### Selected excerpt
--------------------------------

Initial 2025 production guidance is set at 120-140
kboepd. This includes:
• Seplat Onshore: 48-56 kboepd. mid-point delivers 7% growth on
2024. Production in 2025 is set to benefit from well stock
delivered in 2024, plus contribution from ANOH from 2H25, Sapele
Gas Plant and Abiala through the year. We also see growth on OML 53
oil given resumption of 24-hour operations on TNP.
• SEPNU: 72-84 kboepd. mid-point delivers 12% growth on 2024. We
are targeting growth from restoration of idle wells, investment in
improving reliability of the NGL facilities and other activities
which will improve uptime and provide the basis for longer term
growth plans.
Capex guidance
Working interest capital expenditure for 2025 is expected to
be in the range of $260-$320 million.

--------------------------------

### Stored records
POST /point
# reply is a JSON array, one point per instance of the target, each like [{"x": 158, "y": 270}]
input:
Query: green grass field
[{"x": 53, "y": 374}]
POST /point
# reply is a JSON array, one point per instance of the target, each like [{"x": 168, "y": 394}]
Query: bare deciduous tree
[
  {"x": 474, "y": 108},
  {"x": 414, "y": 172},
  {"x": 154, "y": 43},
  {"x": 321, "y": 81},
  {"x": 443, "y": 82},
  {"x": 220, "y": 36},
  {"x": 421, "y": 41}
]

--------------------------------

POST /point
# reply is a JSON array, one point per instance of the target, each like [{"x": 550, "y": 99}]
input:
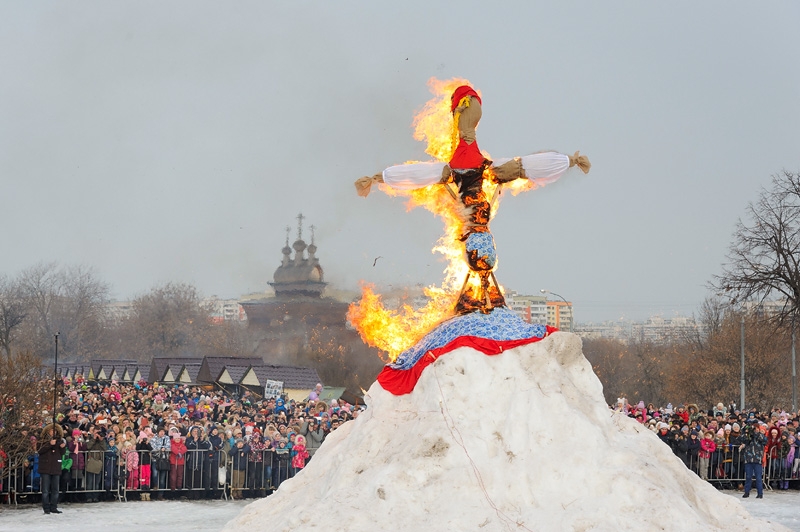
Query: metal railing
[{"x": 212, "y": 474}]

--------------------------------

### Exercises
1 – In the 2025 guidance text, rewrite the passage starting at "Initial 2025 production" and ending at "growth plans.", changing "growth" to "expansion".
2 – Summarize the 2025 guidance text in two sentences.
3 – Pick up the 2025 guidance text after its final sentence and carry it on.

### Exercise results
1 –
Initial 2025 production guidance is set at 120-140
kboepd. This includes:
• Seplat Onshore: 48-56 kboepd. mid-point delivers 7% expansion on
2024. Production in 2025 is set to benefit from well stock
delivered in 2024, plus contribution from ANOH from 2H25, Sapele
Gas Plant and Abiala through the year. We also see expansion on OML 53
oil given resumption of 24-hour operations on TNP.
• SEPNU: 72-84 kboepd. mid-point delivers 12% expansion on 2024. We
are targeting expansion from restoration of idle wells, investment in
improving reliability of the NGL facilities and other activities
which will improve uptime and provide the basis for longer term
expansion plans.

2 – Initial 2025 production guidance is 120-140 kboepd, made up of Seplat Onshore at 48-56 kboepd and SEPNU at 72-84 kboepd, whose mid-points deliver 7% and 12% growth on 2024. Working interest capital expenditure for 2025 is expected to be in the range of $260-$320 million.

3 –
• Seplat Onshore: $180-220 million. Key focus is new well stock
to offset natural decline
•
Program includes drilling 13 new wells: OMLs 4, 38
& 41: Seven, OML 53: Two, OML 40: Four. Of these, 9 are oil
wells and 4 are gas wells
•
Completion of the second MRU at the Sapele
IGP
•
Delivery of Oben, Amukpe, Sapele & Ohaji
flares out projects
• SEPNU: $80-100 million. Key focus on capital projects and long
term planning to improve reliability, uptime and safety
•
Installation of the Inlet Gas Exchanger on the
East Area Project (EAP) NGL facility
•
Long lead items for 2026+ drilling
program
Opex guidance
Unit operating costs for the Company are expected be in the
range of $14.0-15.0/boe. This
increase in unit operating costs versus prior years reflects
increased investment in O&M activities across our offshore
assets, mainly re-opening previously shut-in wells. Our expectation
is that unit opex will moderate post 2025 as production grows and
as investment pivots towards capital projects. In 2025 the major
cost items are:
• Contracting two barges to operate across the offshore license
area from early 2Q 2025, one targeting integrity works and the
other working on idle wells, targeting 20+ wells in
2025.
.
The primary goal of the 2025 opex
plan is to increase reliability and integrity offshore which will
set a solid foundation from which to grow production over time. Due
to the nature of the installed infrastructure offshore, the 2025
plan necessitates partial asset shut-downs, particularly in 2Q and
3Q 2025.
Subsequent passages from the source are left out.